CSE 312 – Section 9

Spring 2026

Review of Main Concepts

Law of Total Expectation

Conditional Expectation: Let $X$ and $Y$ be discrete random variables. Then, the conditional expectation of $X$ given $Y=y$ is \[\expect {X|Y=y}=\sum _x{x\cdot p_{X|Y}(x|y)}=\sum _x{x\cdot \Pr (X=x|Y=y)}. \] Note that linearity of expectation still applies to conditional expectation: \[\expect {X+Y|A}=\expect {X|A} + \expect {Y|A}.\]
Discrete Law of Total Expectation (event version): Let $A_1 \ldots , A_n$ be a partition of the sample space. Then \[\expect {X}=\sum _{i=1}^n \expect {X|A_i} \Pr (A_i).\]
Discrete Law of Total Expectation (r.v. version): Let $X$ and $Y$ be two random variables. Then \[\expect {X}=\sum _{y \in \Omega _Y} \expect {X|Y=y} \cdot \Pr (Y=y).\]
Continuous Law of Total Expectation: \[\expect {X}=\int _{y \in \Omega _Y}{\expect {X|Y=y}f_Y(y)\dif y}\]
Expected value of $X$ conditioned on r.v. $Y$: Suppose that $Y$ is a random variable that takes values $y_1, \ldots , y_k$. Then $\expect {X|Y}$ is the following random variable \[\expect {X|Y} = \begin {cases} \expect {X|Y=y_1} & \text {with probability }\Pr (Y=y_1)\\ \expect {X|Y=y_2} & \text {with probability }\Pr (Y=y_2)\\ \ldots & \\ \expect {X|Y=y_k} & \text {with probability }\Pr (Y=y_k)\\ \end {cases}\]
Law of total expectation (rewritten): Given the above definition, we can write \[\expect {X} = \expect {\expect {X | Y}} = \sum _{i=1}^k \expect {X|Y=y_i}\cdot \Pr (Y=y_i).\]
Covariance: We may not get to this in class, but it’s important to know about. To find out more, check out section 5.4 in the Tsun book. And now the definition: For any two random variables $X,Y$ the covariance is defined as \[\Covariance {X,Y}=\expect {(X-\expect {X})(Y-\expect {Y})}.\] It can also be shown that \[\Covariance {X,Y}=\expect {XY}- \expect {X}\expect {Y}.\]

Conditional distributions: We are not explicitly covering this topic in class, but it is highly recommended that you study it. Much of the above can be more appropriately rewritten in terms of conditional distributions. See Tsun, Section 5.3.
========
TASK INSTRUCTIONS
A. From the CSE 312 review, list every label that opens an entry and is followed by a colon.
B. Summarize the CSE 312 review in two sentences.
C. Extract the passage of the CSE 312 review from "Conditional distributions: We" up to and including "Tsun, Section 5.3.".
The records that come after the CSE 312 review are not needed.

(Entries for pointing at named objects)
========
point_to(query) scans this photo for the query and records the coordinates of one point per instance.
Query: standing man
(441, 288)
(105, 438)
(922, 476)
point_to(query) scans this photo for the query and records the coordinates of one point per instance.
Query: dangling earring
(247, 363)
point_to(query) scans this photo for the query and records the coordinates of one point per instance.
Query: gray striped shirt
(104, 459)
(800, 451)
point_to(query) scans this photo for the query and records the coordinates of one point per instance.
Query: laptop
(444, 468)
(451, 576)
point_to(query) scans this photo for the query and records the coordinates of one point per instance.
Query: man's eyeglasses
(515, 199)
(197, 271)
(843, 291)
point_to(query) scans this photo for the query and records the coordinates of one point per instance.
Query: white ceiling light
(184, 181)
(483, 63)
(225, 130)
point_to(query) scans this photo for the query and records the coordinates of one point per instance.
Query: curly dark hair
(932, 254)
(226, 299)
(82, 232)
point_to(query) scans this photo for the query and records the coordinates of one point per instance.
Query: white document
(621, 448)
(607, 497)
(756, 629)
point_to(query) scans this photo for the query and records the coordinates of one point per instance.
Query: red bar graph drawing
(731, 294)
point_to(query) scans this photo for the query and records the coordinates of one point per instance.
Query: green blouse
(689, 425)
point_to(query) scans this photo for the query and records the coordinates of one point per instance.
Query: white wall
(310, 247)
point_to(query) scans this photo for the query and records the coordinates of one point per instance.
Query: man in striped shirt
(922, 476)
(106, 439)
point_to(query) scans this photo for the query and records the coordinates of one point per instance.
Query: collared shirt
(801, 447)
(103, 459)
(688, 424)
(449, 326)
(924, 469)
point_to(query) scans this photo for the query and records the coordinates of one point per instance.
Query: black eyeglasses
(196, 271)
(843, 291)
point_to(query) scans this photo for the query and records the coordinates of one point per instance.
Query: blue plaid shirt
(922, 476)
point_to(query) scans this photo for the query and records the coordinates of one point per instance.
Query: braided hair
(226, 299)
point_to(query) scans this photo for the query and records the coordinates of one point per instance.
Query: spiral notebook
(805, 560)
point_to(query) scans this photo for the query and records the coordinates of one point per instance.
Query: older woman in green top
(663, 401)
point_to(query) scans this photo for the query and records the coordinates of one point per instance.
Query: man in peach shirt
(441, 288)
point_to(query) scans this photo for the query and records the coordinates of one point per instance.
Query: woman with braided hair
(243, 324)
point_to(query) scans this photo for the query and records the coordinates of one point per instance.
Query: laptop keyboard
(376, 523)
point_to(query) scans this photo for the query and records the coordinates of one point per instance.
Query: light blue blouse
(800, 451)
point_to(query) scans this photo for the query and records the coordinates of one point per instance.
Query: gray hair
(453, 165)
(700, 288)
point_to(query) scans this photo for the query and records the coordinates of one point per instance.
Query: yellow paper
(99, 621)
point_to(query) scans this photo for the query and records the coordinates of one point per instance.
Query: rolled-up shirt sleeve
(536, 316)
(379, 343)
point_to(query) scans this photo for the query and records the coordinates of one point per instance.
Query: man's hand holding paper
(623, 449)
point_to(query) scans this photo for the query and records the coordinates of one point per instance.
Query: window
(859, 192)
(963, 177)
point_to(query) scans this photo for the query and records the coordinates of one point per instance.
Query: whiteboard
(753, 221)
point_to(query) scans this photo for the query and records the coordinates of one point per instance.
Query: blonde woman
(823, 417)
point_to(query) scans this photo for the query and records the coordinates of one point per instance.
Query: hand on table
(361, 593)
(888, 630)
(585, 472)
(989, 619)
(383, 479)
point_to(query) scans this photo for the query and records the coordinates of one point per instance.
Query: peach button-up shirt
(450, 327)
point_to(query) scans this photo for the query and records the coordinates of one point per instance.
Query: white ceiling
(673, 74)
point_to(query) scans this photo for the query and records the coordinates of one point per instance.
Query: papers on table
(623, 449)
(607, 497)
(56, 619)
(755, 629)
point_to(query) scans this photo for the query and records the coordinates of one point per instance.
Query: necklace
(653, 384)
========
REPLIES
A.
- Conditional Expectation
- Discrete Law of Total Expectation (event version)
- Discrete Law of Total Expectation (r.v. version)
- Continuous Law of Total Expectation
- Expected value of $X$ conditioned on r.v. $Y$
- Law of total expectation (rewritten)
- Covariance
- Conditional distributions

B. The CSE 312 review defines the conditional expectation of a discrete random variable and states the law of total expectation in event, random-variable, continuous, and rewritten forms, the last being E[X] = E[E[X|Y]]. It also defines covariance with two equivalent formulas and recommends studying conditional distributions, pointing to Sections 5.4 and 5.3 of the Tsun book.

C.
Conditional distributions: We are not explicitly covering this topic in class, but it is highly recommended that you study it. Much of the above can be more appropriately rewritten in terms of conditional distributions. See Tsun, Section 5.3.